▸ WORK ITEM:
Please reproduce the data below word for word, from its first line down to and including the line that contains "113L384 94L370 112L225".

Dataset entries
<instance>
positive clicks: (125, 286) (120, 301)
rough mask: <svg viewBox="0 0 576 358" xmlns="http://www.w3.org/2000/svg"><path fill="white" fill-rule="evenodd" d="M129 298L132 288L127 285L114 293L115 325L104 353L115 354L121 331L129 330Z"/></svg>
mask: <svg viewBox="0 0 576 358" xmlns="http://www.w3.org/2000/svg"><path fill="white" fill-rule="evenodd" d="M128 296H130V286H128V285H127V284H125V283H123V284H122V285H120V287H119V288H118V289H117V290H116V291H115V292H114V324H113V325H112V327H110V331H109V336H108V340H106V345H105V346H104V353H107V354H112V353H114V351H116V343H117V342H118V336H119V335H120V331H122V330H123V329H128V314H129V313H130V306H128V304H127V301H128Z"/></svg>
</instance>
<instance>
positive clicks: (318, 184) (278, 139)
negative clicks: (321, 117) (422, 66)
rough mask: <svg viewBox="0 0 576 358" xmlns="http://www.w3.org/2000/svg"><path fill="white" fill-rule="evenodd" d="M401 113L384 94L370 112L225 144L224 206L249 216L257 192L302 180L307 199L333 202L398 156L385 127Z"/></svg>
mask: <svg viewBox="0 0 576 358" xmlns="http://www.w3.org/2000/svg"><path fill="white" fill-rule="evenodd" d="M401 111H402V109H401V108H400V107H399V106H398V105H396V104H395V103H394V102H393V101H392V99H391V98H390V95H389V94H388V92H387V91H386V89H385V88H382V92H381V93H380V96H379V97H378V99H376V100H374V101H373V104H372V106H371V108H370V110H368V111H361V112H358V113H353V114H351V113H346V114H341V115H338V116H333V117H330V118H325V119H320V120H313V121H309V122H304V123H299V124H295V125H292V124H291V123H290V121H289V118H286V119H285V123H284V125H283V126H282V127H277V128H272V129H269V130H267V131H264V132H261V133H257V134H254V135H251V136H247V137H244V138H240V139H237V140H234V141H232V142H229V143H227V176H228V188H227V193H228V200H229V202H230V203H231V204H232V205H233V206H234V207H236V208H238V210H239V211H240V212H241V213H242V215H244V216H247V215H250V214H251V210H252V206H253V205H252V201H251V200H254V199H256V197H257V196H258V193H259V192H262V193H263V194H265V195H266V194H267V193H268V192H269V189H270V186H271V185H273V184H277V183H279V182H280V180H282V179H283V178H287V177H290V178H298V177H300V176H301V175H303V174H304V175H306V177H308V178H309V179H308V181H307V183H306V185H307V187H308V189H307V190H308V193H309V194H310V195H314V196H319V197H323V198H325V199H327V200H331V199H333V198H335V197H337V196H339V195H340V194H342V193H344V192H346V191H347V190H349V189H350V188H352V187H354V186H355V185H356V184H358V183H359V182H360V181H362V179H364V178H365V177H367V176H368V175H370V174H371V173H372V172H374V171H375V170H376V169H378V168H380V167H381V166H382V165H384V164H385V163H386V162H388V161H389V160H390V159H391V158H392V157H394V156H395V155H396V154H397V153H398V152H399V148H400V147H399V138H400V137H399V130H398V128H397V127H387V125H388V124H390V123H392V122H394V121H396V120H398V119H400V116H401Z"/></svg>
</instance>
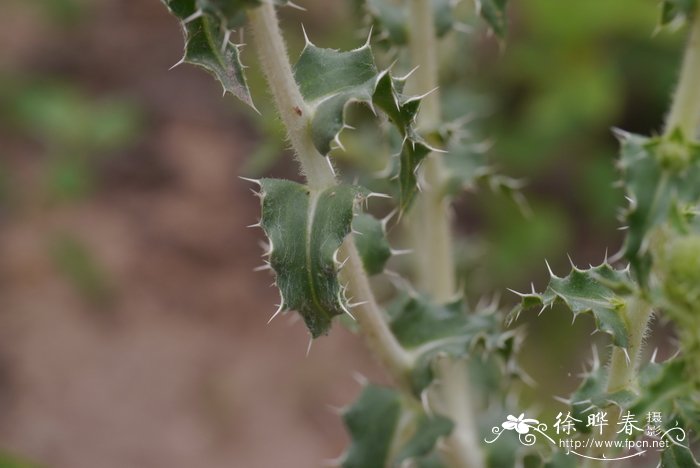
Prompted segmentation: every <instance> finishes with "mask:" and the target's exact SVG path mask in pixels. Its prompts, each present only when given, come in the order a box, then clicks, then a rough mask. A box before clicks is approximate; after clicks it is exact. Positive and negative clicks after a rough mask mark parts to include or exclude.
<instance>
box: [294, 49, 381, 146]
mask: <svg viewBox="0 0 700 468" xmlns="http://www.w3.org/2000/svg"><path fill="white" fill-rule="evenodd" d="M294 77H295V79H296V81H297V83H298V84H299V89H300V90H301V94H302V96H303V97H304V100H305V101H306V103H307V105H308V106H309V108H310V110H311V112H312V118H311V135H312V138H313V141H314V145H315V146H316V148H317V149H318V151H319V152H320V153H321V154H323V155H326V154H328V153H329V152H330V150H331V142H332V141H333V140H334V139H335V138H336V136H337V135H338V134H339V133H340V131H341V130H342V129H343V127H344V125H345V122H344V111H345V106H346V105H347V104H348V103H349V102H352V101H359V102H365V103H370V102H371V100H372V94H373V93H374V89H375V87H376V83H377V79H378V72H377V67H376V66H375V64H374V57H373V56H372V51H371V49H370V48H369V45H365V46H363V47H361V48H359V49H355V50H352V51H349V52H340V51H337V50H333V49H323V48H320V47H316V46H315V45H313V44H311V43H310V42H308V43H307V44H306V47H304V50H303V51H302V53H301V56H300V57H299V61H298V62H297V63H296V65H295V67H294Z"/></svg>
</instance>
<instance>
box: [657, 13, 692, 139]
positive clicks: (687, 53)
mask: <svg viewBox="0 0 700 468" xmlns="http://www.w3.org/2000/svg"><path fill="white" fill-rule="evenodd" d="M691 21H692V24H691V29H690V34H689V36H688V44H687V45H686V49H685V55H684V57H683V66H682V68H681V76H680V79H679V81H678V86H677V87H676V92H675V94H674V96H673V103H672V104H671V110H670V112H669V114H668V117H667V118H666V128H665V131H664V133H666V134H667V135H668V134H670V133H671V132H673V131H674V130H675V129H676V128H680V129H681V130H682V132H683V135H685V136H686V137H687V138H695V137H696V136H697V131H698V126H700V9H698V11H696V12H695V14H694V15H693V18H692V20H691Z"/></svg>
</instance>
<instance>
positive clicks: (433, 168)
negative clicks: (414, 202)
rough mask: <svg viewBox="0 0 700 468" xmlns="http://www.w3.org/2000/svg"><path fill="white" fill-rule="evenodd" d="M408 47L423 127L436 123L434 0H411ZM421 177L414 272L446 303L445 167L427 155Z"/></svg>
mask: <svg viewBox="0 0 700 468" xmlns="http://www.w3.org/2000/svg"><path fill="white" fill-rule="evenodd" d="M410 16H411V39H410V48H411V56H412V59H413V64H414V65H416V66H417V67H418V69H417V70H416V72H415V73H414V75H413V76H412V80H413V81H412V84H413V89H414V91H417V92H418V93H426V92H429V91H431V93H430V94H428V95H427V96H425V97H424V98H423V100H422V102H421V110H420V113H419V114H418V126H419V128H420V129H421V130H423V131H425V132H432V131H435V130H436V129H437V128H438V126H439V125H440V122H441V119H442V115H441V111H440V96H439V94H438V93H437V92H436V91H435V89H436V88H437V87H438V64H437V51H438V48H437V38H436V37H437V36H436V34H435V26H434V19H433V8H432V2H430V1H428V0H411V15H410ZM419 180H421V182H422V185H421V188H422V192H421V194H420V196H419V197H418V199H417V200H416V206H415V207H414V213H413V214H412V217H411V231H412V235H413V247H414V248H413V251H414V253H415V259H416V265H415V273H416V280H417V283H418V286H419V287H420V289H422V290H423V291H425V292H427V293H428V294H430V295H431V296H432V297H433V298H434V299H435V300H436V301H438V302H446V301H448V300H450V299H452V298H453V296H454V294H455V292H456V285H455V266H454V250H453V246H452V244H453V242H452V229H451V218H452V216H451V212H450V204H449V200H448V199H446V198H445V197H444V196H443V194H442V193H441V190H440V189H441V187H442V185H443V183H444V169H443V167H442V161H441V160H440V157H439V155H438V154H431V155H429V156H428V158H427V159H426V161H425V162H424V163H423V166H422V168H421V173H420V177H419Z"/></svg>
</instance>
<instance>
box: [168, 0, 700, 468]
mask: <svg viewBox="0 0 700 468" xmlns="http://www.w3.org/2000/svg"><path fill="white" fill-rule="evenodd" d="M164 3H165V4H166V6H167V7H168V8H169V10H170V12H171V13H172V14H173V15H174V16H176V17H177V18H178V19H179V20H180V22H181V25H182V29H183V31H184V35H185V53H184V57H183V59H182V62H185V63H191V64H194V65H198V66H200V67H202V68H204V69H206V70H208V71H209V72H210V73H211V74H213V75H214V76H215V77H216V78H217V79H218V80H219V82H220V83H221V85H222V86H223V89H224V93H231V94H233V95H235V96H236V97H238V98H239V99H240V100H242V101H243V102H245V103H246V104H248V105H251V106H252V105H253V97H252V96H251V93H250V91H249V89H248V86H247V82H246V74H245V67H244V66H243V65H242V62H241V45H237V44H235V43H233V42H232V38H233V37H234V36H235V35H237V33H236V34H235V35H234V34H233V33H234V30H235V29H239V28H248V29H250V30H251V32H252V35H253V39H254V41H253V42H254V47H255V49H256V50H257V55H258V61H259V64H260V67H261V69H262V71H263V74H264V76H265V79H266V82H267V85H268V89H269V91H270V94H271V95H272V99H273V101H274V105H275V107H276V110H277V112H278V115H279V117H280V119H281V121H282V124H283V125H284V127H285V129H286V132H287V138H288V141H289V143H290V145H291V148H292V149H293V151H294V154H295V158H296V161H297V163H298V165H299V167H300V170H301V172H302V174H303V176H304V179H305V182H304V183H298V182H293V181H290V180H282V179H268V178H263V179H259V180H253V179H248V182H250V183H251V184H253V186H254V187H255V190H256V193H257V195H258V196H259V198H260V200H261V207H262V212H261V216H260V220H259V222H258V223H256V224H254V226H255V227H260V228H261V229H262V230H263V232H264V234H265V236H266V237H267V248H266V251H265V253H264V265H263V267H262V269H269V270H272V273H273V274H274V276H275V281H276V285H277V287H278V289H279V292H280V303H279V306H278V308H277V310H276V311H275V312H274V314H273V315H272V318H271V319H270V320H272V319H274V318H275V317H277V316H278V315H279V314H285V313H288V312H294V313H298V314H299V315H300V316H301V318H302V319H303V321H304V323H305V325H306V327H307V328H308V331H309V333H310V335H311V339H312V340H313V339H316V338H318V337H320V336H322V335H326V334H328V333H329V332H331V329H332V327H333V326H334V322H337V321H338V320H337V318H339V317H343V316H345V317H347V320H345V322H346V323H349V326H350V327H351V328H353V329H356V330H357V331H358V333H359V334H361V335H362V336H363V337H364V339H365V341H366V343H367V346H368V347H369V348H370V350H371V351H372V353H373V354H374V355H375V356H376V358H377V359H378V360H379V362H380V363H381V364H382V365H383V366H384V368H385V370H386V371H387V373H388V374H389V376H390V377H391V380H392V382H393V386H392V387H383V386H377V385H373V384H366V386H365V387H364V389H363V391H362V393H361V395H360V397H359V399H358V400H357V402H356V403H355V404H353V405H352V406H351V407H349V408H348V409H347V410H345V411H344V413H343V419H344V421H345V424H346V426H347V429H348V432H349V433H350V435H351V438H352V440H351V443H350V446H349V447H348V449H347V450H346V452H345V453H344V454H343V455H342V456H341V457H340V458H339V459H338V460H336V461H335V462H336V463H337V464H338V465H342V466H344V467H380V466H418V467H443V466H445V467H475V468H478V467H484V466H496V467H501V466H515V465H520V464H522V463H527V464H528V466H530V464H531V463H532V465H531V466H571V465H570V464H569V465H567V464H566V463H569V462H570V459H568V458H565V457H562V456H561V452H559V453H554V454H553V452H557V451H558V449H557V448H556V447H549V448H550V450H546V449H542V450H539V451H536V452H532V451H529V450H526V448H527V447H521V446H518V445H514V444H512V443H511V444H509V445H507V446H506V447H505V448H503V447H496V446H495V445H489V444H488V443H486V442H488V441H485V439H487V438H488V437H487V436H488V435H489V434H490V433H491V432H490V431H489V428H490V426H489V424H490V422H491V421H495V420H496V419H497V418H504V416H503V415H504V413H505V412H506V411H514V408H516V407H517V403H514V402H513V398H512V397H513V395H514V392H513V389H514V388H516V387H517V386H519V385H520V384H521V383H522V382H524V381H527V376H526V375H525V374H524V373H523V372H522V370H521V369H520V368H519V366H518V365H517V361H516V360H515V356H516V355H517V351H518V348H519V344H520V341H521V340H520V333H519V331H518V330H517V329H513V328H508V327H507V326H506V324H507V323H510V322H512V321H513V320H514V319H516V318H517V317H518V315H519V314H520V313H521V312H522V311H525V310H529V309H533V308H534V309H536V310H539V311H544V310H545V309H546V308H548V307H551V306H553V305H554V304H555V303H558V302H563V303H564V304H565V305H566V306H568V307H569V308H570V309H571V311H572V312H573V313H574V314H575V315H578V314H581V313H590V314H591V315H593V317H594V319H595V323H596V327H597V329H598V330H600V331H602V332H604V333H607V334H609V335H610V337H611V338H610V340H611V343H612V346H613V350H612V353H611V356H610V363H609V365H608V366H606V367H604V366H600V365H598V364H596V365H594V366H593V369H591V371H590V372H589V373H588V375H587V376H585V377H584V379H583V382H582V384H581V387H580V388H579V389H578V390H577V391H576V392H575V393H574V395H572V396H571V398H570V399H569V400H568V404H570V410H569V413H570V414H571V415H573V417H574V420H577V421H578V424H579V426H580V427H579V429H580V430H579V434H585V433H586V432H590V429H591V428H590V427H588V426H586V425H585V424H581V422H582V421H586V420H587V416H588V414H589V413H591V412H593V411H596V410H599V409H600V410H609V409H610V408H617V409H619V410H620V412H622V411H632V412H636V413H637V414H642V413H644V412H651V411H662V410H663V411H666V414H667V416H668V423H669V426H668V427H666V431H667V432H668V431H671V430H673V428H674V427H676V426H677V425H678V424H680V425H683V427H685V428H687V429H690V430H695V429H697V428H698V427H700V419H699V414H700V411H699V410H698V408H699V407H700V396H699V395H700V379H699V378H698V375H700V374H698V372H697V371H700V365H698V362H700V355H699V354H698V353H700V331H699V330H700V322H699V321H698V320H699V319H698V317H700V315H699V314H698V312H699V311H698V310H697V309H698V299H700V289H699V287H700V286H698V284H699V283H698V280H700V277H699V276H698V275H699V274H700V273H699V272H700V225H698V221H697V213H698V202H699V200H700V145H699V144H698V142H697V137H698V135H697V130H698V126H699V124H700V15H698V14H695V5H694V2H681V1H672V0H666V1H665V2H664V3H663V15H662V22H663V23H664V24H667V23H678V22H682V21H684V20H686V21H687V22H688V23H689V24H690V26H691V38H690V40H689V43H688V44H689V45H688V49H687V53H686V57H685V60H684V65H683V70H682V73H681V79H680V82H679V85H678V90H677V92H676V94H675V97H674V101H673V105H672V110H671V112H670V114H669V116H668V119H667V126H666V128H665V129H664V132H663V133H662V134H661V135H658V136H653V137H642V136H638V135H631V134H628V133H625V132H623V131H616V135H617V136H618V138H619V139H620V141H621V145H622V156H621V159H620V169H621V172H622V178H623V184H624V186H625V187H626V190H627V192H628V199H629V202H630V206H629V207H628V208H627V210H626V211H625V212H624V214H623V217H624V219H625V223H626V225H627V237H626V240H625V243H624V245H623V247H622V250H621V251H620V253H619V255H616V256H615V257H613V258H610V259H608V258H606V259H605V261H604V262H603V263H602V264H600V265H598V266H596V267H591V268H589V269H578V268H576V267H574V268H573V269H572V271H571V272H570V273H569V274H568V275H567V276H565V277H558V276H556V275H555V274H554V273H553V272H552V271H551V270H550V276H551V279H550V282H549V285H548V286H547V288H546V290H545V291H544V292H543V293H537V292H535V290H534V288H533V291H532V292H529V293H524V294H520V296H521V298H522V301H521V304H520V305H519V306H517V307H516V308H515V309H514V310H513V311H512V312H511V314H510V315H509V319H510V320H509V321H504V317H505V315H506V314H504V313H502V312H501V309H500V307H499V306H498V304H497V303H496V302H495V301H481V302H479V304H478V305H477V306H475V307H472V306H471V302H470V301H469V298H465V297H464V294H463V293H462V292H461V290H460V288H459V287H458V283H457V281H456V279H455V265H454V260H453V259H454V246H453V244H454V243H453V238H452V237H453V229H452V226H451V222H452V213H451V208H450V206H451V197H452V195H453V194H454V193H455V192H456V191H457V190H460V189H463V188H468V189H469V188H474V187H476V186H478V185H479V184H480V183H485V184H486V185H488V186H490V187H492V188H494V189H498V190H502V191H506V192H508V193H511V194H514V195H516V198H518V196H519V195H518V194H517V190H518V189H519V183H518V182H517V181H515V180H513V179H510V178H508V177H504V176H502V175H498V174H496V173H495V172H494V171H493V170H492V167H491V165H490V164H489V161H488V159H487V158H486V156H485V155H484V154H479V152H478V151H471V150H469V149H470V148H471V149H473V148H475V147H477V146H478V145H475V142H474V141H470V140H469V139H468V138H467V135H468V132H466V130H465V128H464V125H465V122H466V121H467V120H468V118H467V117H468V115H466V114H465V116H463V118H460V119H458V120H457V121H452V122H449V121H445V120H444V118H443V113H442V110H441V99H440V90H439V84H440V80H439V73H438V64H437V57H438V55H439V54H438V41H439V40H440V38H442V37H443V36H446V35H449V34H454V33H455V30H459V29H462V28H461V22H460V20H459V19H458V15H457V13H456V5H457V3H459V2H455V1H450V0H405V1H396V2H394V1H389V0H367V1H366V3H361V4H360V5H359V7H358V8H359V9H360V10H361V11H363V12H364V13H365V14H366V22H367V24H368V25H370V26H371V28H369V30H368V32H367V36H368V39H367V41H366V42H365V43H364V44H361V45H359V47H357V48H356V49H354V50H350V51H337V50H332V49H326V48H322V47H320V46H317V45H315V44H314V43H313V41H312V39H311V38H309V37H308V36H307V35H306V33H305V39H306V44H305V46H304V49H303V51H302V52H301V54H300V56H299V58H298V59H297V60H296V61H295V63H294V64H293V65H292V63H291V62H290V59H289V56H288V53H287V49H286V46H285V42H284V39H283V36H282V32H281V30H280V26H279V21H278V18H277V9H278V8H284V7H293V6H295V5H293V4H292V3H291V2H287V1H284V0H274V1H272V0H270V1H263V0H164ZM505 8H506V0H477V1H476V2H475V4H474V5H473V8H472V11H473V12H475V13H478V14H479V15H480V16H481V17H482V18H483V20H484V22H485V24H486V26H487V27H488V28H489V30H490V31H491V32H492V33H493V34H494V35H495V36H497V37H498V38H499V40H501V41H502V40H504V36H505V34H506V29H507V24H508V21H507V17H506V11H505ZM377 49H379V50H380V51H379V53H375V50H377ZM383 62H388V63H383ZM356 107H365V108H368V109H370V111H371V114H372V115H373V122H374V124H373V125H375V127H376V128H377V129H378V130H379V134H381V135H383V136H384V137H385V138H386V145H385V147H387V148H390V149H391V150H392V151H390V154H389V155H387V154H384V153H383V152H382V150H380V149H377V154H376V155H373V157H376V159H379V160H385V162H386V170H384V171H382V173H381V175H380V176H376V174H374V175H373V174H361V176H360V177H355V181H354V182H352V183H350V182H348V181H347V180H346V179H347V176H346V178H343V175H342V174H339V173H338V170H337V166H338V165H337V163H336V161H335V156H336V155H337V154H338V153H339V152H341V153H342V152H343V150H344V147H343V143H342V139H343V138H344V136H345V135H346V134H348V132H350V133H351V132H352V131H353V130H354V129H353V127H352V126H351V124H350V123H349V122H350V114H351V113H352V109H354V108H356ZM467 112H468V110H467ZM465 148H466V149H465ZM460 158H461V159H460ZM358 170H359V169H358ZM385 192H386V193H385ZM377 202H378V203H377ZM375 205H376V206H375ZM387 207H388V208H387ZM381 210H385V211H386V213H385V216H384V217H382V218H376V217H375V215H376V213H377V212H379V211H381ZM388 228H392V229H396V230H397V231H399V232H402V233H403V234H404V236H405V237H406V238H407V239H409V241H410V243H412V246H411V247H412V248H411V249H410V250H411V256H412V264H413V267H414V268H413V269H414V271H413V272H412V273H410V274H409V276H410V277H411V278H413V280H414V283H413V284H411V282H409V281H408V280H406V279H404V278H403V277H402V276H401V275H399V274H397V273H394V272H392V271H390V270H389V269H388V268H387V265H388V264H389V262H390V261H391V259H392V256H394V255H396V254H397V253H399V252H398V251H397V250H395V249H393V248H392V247H391V244H390V242H389V239H388V236H387V230H388ZM374 275H385V276H387V277H390V278H391V279H392V280H393V284H394V285H395V292H394V297H393V299H392V300H390V301H388V302H386V303H380V302H379V301H378V300H377V299H376V298H375V295H374V292H373V283H372V281H371V276H374ZM655 311H656V312H658V313H661V314H664V315H665V316H667V317H668V318H670V319H671V320H673V321H674V322H675V323H676V324H677V325H678V326H679V330H680V332H679V340H680V345H679V346H680V352H679V353H678V355H677V356H676V357H674V358H672V359H669V360H667V361H665V362H663V363H657V362H654V359H651V360H650V361H649V362H643V361H642V357H643V356H645V354H644V353H643V351H642V348H643V341H644V337H645V334H646V333H647V328H648V324H649V321H650V318H651V316H652V315H653V313H654V312H655ZM511 418H512V419H511ZM504 419H505V418H504ZM533 421H534V422H533ZM537 423H538V421H536V420H533V419H527V418H524V416H521V417H520V418H515V417H514V416H512V417H511V416H509V418H508V421H507V422H504V423H503V425H502V427H503V428H504V429H508V430H517V432H518V433H519V434H521V435H523V434H527V433H528V431H529V427H530V426H531V425H533V424H537ZM609 427H611V428H612V429H614V428H615V426H614V423H613V424H611V425H610V426H609ZM535 428H536V429H537V430H538V431H541V433H542V434H545V432H544V431H545V429H546V427H544V426H535ZM496 433H498V434H499V435H500V432H499V431H496V432H494V434H496ZM601 434H602V431H601ZM616 435H617V434H616V433H615V431H614V430H613V431H612V432H611V431H610V430H608V431H607V432H605V434H604V437H605V438H606V439H608V440H612V439H613V438H615V437H616ZM547 437H549V436H547ZM550 440H551V439H550ZM673 442H674V443H673V444H671V445H670V447H669V448H667V449H666V450H664V451H663V452H662V453H661V460H662V463H663V465H664V466H691V465H689V463H694V461H693V456H692V453H691V452H690V449H689V448H688V445H687V440H686V444H685V445H684V444H683V443H682V442H683V441H682V440H680V441H679V440H677V439H673ZM533 443H534V442H533ZM525 445H526V446H529V445H532V444H529V443H528V444H525ZM608 453H609V452H606V453H602V452H599V451H596V450H593V449H591V450H590V451H589V453H588V454H587V455H585V457H584V458H585V459H586V460H587V462H590V463H597V462H598V460H602V459H603V458H604V456H605V455H606V454H608ZM580 460H581V459H579V460H577V461H580Z"/></svg>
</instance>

▸ SOLUTION TO THE PROBLEM:
<instance>
positive clicks: (125, 286) (120, 301)
rough mask: <svg viewBox="0 0 576 358" xmlns="http://www.w3.org/2000/svg"><path fill="white" fill-rule="evenodd" d="M129 298L132 288L127 285L114 293L115 325L104 353L115 354L121 331L129 330Z"/></svg>
mask: <svg viewBox="0 0 576 358" xmlns="http://www.w3.org/2000/svg"><path fill="white" fill-rule="evenodd" d="M128 296H130V286H128V285H127V284H125V283H123V284H122V285H120V287H119V288H118V289H117V290H116V291H115V292H114V324H113V325H112V327H110V331H109V336H108V340H106V345H105V346H104V353H107V354H112V353H114V351H116V343H117V342H118V336H119V335H120V331H122V330H123V329H128V314H129V313H130V306H128V304H127V301H128Z"/></svg>
</instance>
<instance>
positive clicks: (318, 184) (278, 139)
negative clicks: (321, 117) (422, 66)
rough mask: <svg viewBox="0 0 576 358" xmlns="http://www.w3.org/2000/svg"><path fill="white" fill-rule="evenodd" d="M401 113L384 94L370 112L225 144L224 206L249 216L257 192L302 180L307 199L333 202L398 156L385 127Z"/></svg>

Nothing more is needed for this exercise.